### Supplied data
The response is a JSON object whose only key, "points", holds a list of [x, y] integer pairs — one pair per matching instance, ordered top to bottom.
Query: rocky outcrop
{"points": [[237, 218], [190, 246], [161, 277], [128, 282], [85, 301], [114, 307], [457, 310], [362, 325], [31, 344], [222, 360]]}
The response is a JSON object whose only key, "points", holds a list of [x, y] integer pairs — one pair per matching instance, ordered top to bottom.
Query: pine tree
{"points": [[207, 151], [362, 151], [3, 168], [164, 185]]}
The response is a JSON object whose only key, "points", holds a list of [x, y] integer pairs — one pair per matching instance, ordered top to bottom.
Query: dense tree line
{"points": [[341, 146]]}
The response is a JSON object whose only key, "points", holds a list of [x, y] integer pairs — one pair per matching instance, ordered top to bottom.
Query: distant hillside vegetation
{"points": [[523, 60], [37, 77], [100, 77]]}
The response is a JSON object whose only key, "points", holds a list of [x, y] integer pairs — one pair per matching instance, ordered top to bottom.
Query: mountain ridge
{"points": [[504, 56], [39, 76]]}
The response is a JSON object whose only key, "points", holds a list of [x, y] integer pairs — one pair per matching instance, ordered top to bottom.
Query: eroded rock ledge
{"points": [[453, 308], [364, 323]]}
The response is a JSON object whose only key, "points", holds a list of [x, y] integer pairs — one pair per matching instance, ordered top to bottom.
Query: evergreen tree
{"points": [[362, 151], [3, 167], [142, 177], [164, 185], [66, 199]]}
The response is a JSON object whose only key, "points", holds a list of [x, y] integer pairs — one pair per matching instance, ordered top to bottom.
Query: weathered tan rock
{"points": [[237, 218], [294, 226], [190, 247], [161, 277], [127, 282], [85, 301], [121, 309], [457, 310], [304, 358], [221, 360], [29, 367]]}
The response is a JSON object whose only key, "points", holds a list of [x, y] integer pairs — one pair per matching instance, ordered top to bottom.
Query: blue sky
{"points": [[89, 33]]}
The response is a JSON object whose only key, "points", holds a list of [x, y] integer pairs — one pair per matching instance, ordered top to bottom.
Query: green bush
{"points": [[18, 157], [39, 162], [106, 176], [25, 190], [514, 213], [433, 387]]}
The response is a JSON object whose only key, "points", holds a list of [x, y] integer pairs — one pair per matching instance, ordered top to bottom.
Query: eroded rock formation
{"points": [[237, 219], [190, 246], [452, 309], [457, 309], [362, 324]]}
--
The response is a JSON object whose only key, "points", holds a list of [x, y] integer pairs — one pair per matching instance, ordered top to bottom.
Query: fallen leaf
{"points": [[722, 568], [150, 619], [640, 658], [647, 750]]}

### Work to complete
Locate every line in the items above that contains the string "tree" and copy each such line in full. Treat uppercase and lowercase letters as different.

### The result
Query: pine tree
Query: dense tree line
Query: evergreen tree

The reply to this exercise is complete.